## Your goal:
Will you transcribe the entries that follow, exactly and in full?

━━━━━━

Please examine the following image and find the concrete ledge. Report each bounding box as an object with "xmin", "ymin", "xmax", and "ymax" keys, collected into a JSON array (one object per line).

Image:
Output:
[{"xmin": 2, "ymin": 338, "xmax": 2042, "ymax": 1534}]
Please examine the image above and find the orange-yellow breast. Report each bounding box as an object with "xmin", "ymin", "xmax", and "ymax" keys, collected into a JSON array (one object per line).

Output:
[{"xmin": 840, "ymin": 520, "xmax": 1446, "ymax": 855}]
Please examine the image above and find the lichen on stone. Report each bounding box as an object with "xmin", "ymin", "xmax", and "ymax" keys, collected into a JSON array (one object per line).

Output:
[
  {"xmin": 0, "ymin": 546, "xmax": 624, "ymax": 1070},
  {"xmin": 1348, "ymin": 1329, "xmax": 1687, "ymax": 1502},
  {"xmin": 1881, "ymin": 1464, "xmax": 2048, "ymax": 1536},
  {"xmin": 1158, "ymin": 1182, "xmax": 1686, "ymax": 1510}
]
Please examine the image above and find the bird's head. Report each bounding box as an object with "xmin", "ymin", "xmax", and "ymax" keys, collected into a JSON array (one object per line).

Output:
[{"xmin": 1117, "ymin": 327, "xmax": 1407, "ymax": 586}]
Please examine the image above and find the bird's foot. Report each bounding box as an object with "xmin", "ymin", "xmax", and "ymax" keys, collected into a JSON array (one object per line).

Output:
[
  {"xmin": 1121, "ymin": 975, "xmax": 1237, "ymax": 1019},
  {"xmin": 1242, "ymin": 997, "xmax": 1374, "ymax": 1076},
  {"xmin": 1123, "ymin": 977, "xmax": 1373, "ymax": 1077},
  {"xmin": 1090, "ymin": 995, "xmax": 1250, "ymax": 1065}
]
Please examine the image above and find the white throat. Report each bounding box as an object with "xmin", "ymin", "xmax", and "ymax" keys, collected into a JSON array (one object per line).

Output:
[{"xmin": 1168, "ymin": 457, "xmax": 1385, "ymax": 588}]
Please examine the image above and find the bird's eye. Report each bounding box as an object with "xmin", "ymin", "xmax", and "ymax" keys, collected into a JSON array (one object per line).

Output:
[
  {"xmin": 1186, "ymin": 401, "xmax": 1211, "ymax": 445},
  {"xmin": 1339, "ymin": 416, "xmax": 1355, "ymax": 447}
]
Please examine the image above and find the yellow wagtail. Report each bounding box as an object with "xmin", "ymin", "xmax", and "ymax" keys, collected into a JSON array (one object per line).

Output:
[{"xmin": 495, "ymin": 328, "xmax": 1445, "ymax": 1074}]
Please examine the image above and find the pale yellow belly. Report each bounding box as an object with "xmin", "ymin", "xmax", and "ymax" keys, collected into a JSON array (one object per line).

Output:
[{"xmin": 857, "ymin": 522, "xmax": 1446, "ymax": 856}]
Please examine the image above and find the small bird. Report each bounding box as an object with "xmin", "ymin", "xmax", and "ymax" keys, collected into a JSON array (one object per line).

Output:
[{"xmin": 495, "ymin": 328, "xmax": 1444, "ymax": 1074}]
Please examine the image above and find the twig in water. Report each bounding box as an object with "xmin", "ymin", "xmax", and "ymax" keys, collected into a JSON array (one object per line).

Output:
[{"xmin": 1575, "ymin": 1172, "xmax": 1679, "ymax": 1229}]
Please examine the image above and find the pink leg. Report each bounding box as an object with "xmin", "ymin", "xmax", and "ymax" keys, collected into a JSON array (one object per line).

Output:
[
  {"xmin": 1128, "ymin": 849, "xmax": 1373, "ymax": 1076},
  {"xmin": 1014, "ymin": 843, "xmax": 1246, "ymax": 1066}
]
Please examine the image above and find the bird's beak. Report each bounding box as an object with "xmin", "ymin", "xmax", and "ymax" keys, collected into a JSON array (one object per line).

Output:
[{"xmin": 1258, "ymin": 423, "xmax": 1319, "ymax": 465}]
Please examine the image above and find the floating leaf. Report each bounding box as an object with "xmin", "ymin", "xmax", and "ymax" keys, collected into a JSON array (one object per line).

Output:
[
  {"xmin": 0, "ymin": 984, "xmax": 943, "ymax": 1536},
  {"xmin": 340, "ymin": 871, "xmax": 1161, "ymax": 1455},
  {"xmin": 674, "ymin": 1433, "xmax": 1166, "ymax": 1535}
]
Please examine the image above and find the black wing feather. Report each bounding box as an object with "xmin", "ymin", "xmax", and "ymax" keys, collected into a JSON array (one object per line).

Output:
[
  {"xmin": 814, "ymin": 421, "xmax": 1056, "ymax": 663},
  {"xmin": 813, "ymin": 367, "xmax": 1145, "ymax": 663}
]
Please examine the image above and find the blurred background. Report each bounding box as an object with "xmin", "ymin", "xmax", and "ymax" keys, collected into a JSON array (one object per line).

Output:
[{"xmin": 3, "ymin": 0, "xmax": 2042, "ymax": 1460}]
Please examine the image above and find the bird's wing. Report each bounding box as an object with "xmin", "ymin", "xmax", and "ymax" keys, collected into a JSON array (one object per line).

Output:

━━━━━━

## Solution for this problem:
Please examine the following image and find the concrete ledge. Report each bounding box as an object with "xmin", "ymin", "xmax", and "ymax" keys, collected into a JSON array (one object per line).

Image:
Output:
[{"xmin": 2, "ymin": 338, "xmax": 2042, "ymax": 1534}]
Please examine the image above and find the orange-yellow breast. Report each bounding box as an object with "xmin", "ymin", "xmax", and "ymax" keys, collected into a JSON array (one object per line).

Output:
[{"xmin": 840, "ymin": 520, "xmax": 1446, "ymax": 855}]
Please examine the image above and find the lichen on stone. Report each bounding box as an object with "xmin", "ymin", "xmax", and "ymax" keys, collected into a JSON array (one object per line).

Output:
[
  {"xmin": 0, "ymin": 546, "xmax": 624, "ymax": 1070},
  {"xmin": 1348, "ymin": 1329, "xmax": 1687, "ymax": 1502},
  {"xmin": 1881, "ymin": 1464, "xmax": 2048, "ymax": 1536},
  {"xmin": 1158, "ymin": 1182, "xmax": 1686, "ymax": 1510}
]
Please examine the image above and find the bird's head. Report each bounding box as an object with "xmin", "ymin", "xmax", and "ymax" keys, collected into a JSON array (one object per line).

Output:
[{"xmin": 1117, "ymin": 327, "xmax": 1407, "ymax": 586}]
Please examine the image above and find the bird's foot. Report each bounding box as an object with "xmin", "ymin", "xmax", and "ymax" keys, collected into a JSON array (one object per line).

Output:
[
  {"xmin": 1121, "ymin": 975, "xmax": 1237, "ymax": 1019},
  {"xmin": 1242, "ymin": 997, "xmax": 1374, "ymax": 1076},
  {"xmin": 1123, "ymin": 977, "xmax": 1373, "ymax": 1077},
  {"xmin": 1090, "ymin": 995, "xmax": 1250, "ymax": 1065}
]
Please examine the image above and find the white throat. Report each bounding box as an object with "xmin", "ymin", "xmax", and "ymax" keys, collected into a JSON array (one object per line).

Output:
[{"xmin": 1168, "ymin": 457, "xmax": 1385, "ymax": 588}]
Please examine the image above and find the bird's eye. Report each bounding box as an object with "xmin", "ymin", "xmax", and "ymax" keys, collected into a JSON array (one object per line).

Output:
[
  {"xmin": 1186, "ymin": 401, "xmax": 1211, "ymax": 445},
  {"xmin": 1339, "ymin": 416, "xmax": 1355, "ymax": 447}
]
Please examine the image above and find the yellow wagtail. Report each bounding box as an object with "xmin", "ymin", "xmax", and "ymax" keys, collected into a JSON array (one object per line).

Output:
[{"xmin": 495, "ymin": 328, "xmax": 1445, "ymax": 1074}]
Please examine the image above and find the pale yellow belly. Report each bounding box as an object with "xmin", "ymin", "xmax", and "ymax" keys, collected into a JSON array (one object per line).

Output:
[{"xmin": 857, "ymin": 522, "xmax": 1446, "ymax": 856}]
Please examine the image above and find the small bird. Report each bounding box as an object with "xmin", "ymin", "xmax", and "ymax" keys, collected into a JSON array (one object per line).

Output:
[{"xmin": 495, "ymin": 328, "xmax": 1444, "ymax": 1074}]
Please examine the image above and find the twig in water. Report each bounding box as an object with "xmin", "ymin", "xmax", and "ymax" keys, collected into a JSON array (one object per line).

Output:
[{"xmin": 1575, "ymin": 1172, "xmax": 1679, "ymax": 1229}]
Please examine the image above and find the pink leg. Report each bounding box as an object with "xmin", "ymin", "xmax", and "ymax" keys, collected into a JSON array (one object per line).

Output:
[
  {"xmin": 1128, "ymin": 849, "xmax": 1373, "ymax": 1076},
  {"xmin": 1014, "ymin": 843, "xmax": 1246, "ymax": 1066}
]
Please examine the image above and find the bird's beak. Report each bounding box as an object with "xmin", "ymin", "xmax", and "ymax" keys, collected into a JSON array (one object per line).

Output:
[{"xmin": 1258, "ymin": 423, "xmax": 1319, "ymax": 465}]
Please examine the image above and find the floating leaf. Report each bounding box as an object with "xmin", "ymin", "xmax", and "ymax" keys, collected into a JSON array (one object per line).

Output:
[
  {"xmin": 0, "ymin": 984, "xmax": 943, "ymax": 1536},
  {"xmin": 340, "ymin": 871, "xmax": 1161, "ymax": 1455},
  {"xmin": 674, "ymin": 1433, "xmax": 1166, "ymax": 1535}
]
Please examine the image above and find the black wing feather. Report each bounding box as an object with "xmin", "ymin", "xmax", and "ymax" keys, collected into a JSON array (one object per line).

Output:
[
  {"xmin": 814, "ymin": 421, "xmax": 1056, "ymax": 663},
  {"xmin": 813, "ymin": 367, "xmax": 1145, "ymax": 663}
]
Please examine the image above and find the blurred background. Report each bounding box as an object with "xmin", "ymin", "xmax", and "ymax" keys, collected into a JSON array (one object per line).

Output:
[{"xmin": 3, "ymin": 0, "xmax": 2042, "ymax": 1460}]
Please examine the image above and find the bird's wing. Report each bounding box as an object with "xmin", "ymin", "xmax", and "ymax" keys, collected into a JSON array (one object per line).

Output:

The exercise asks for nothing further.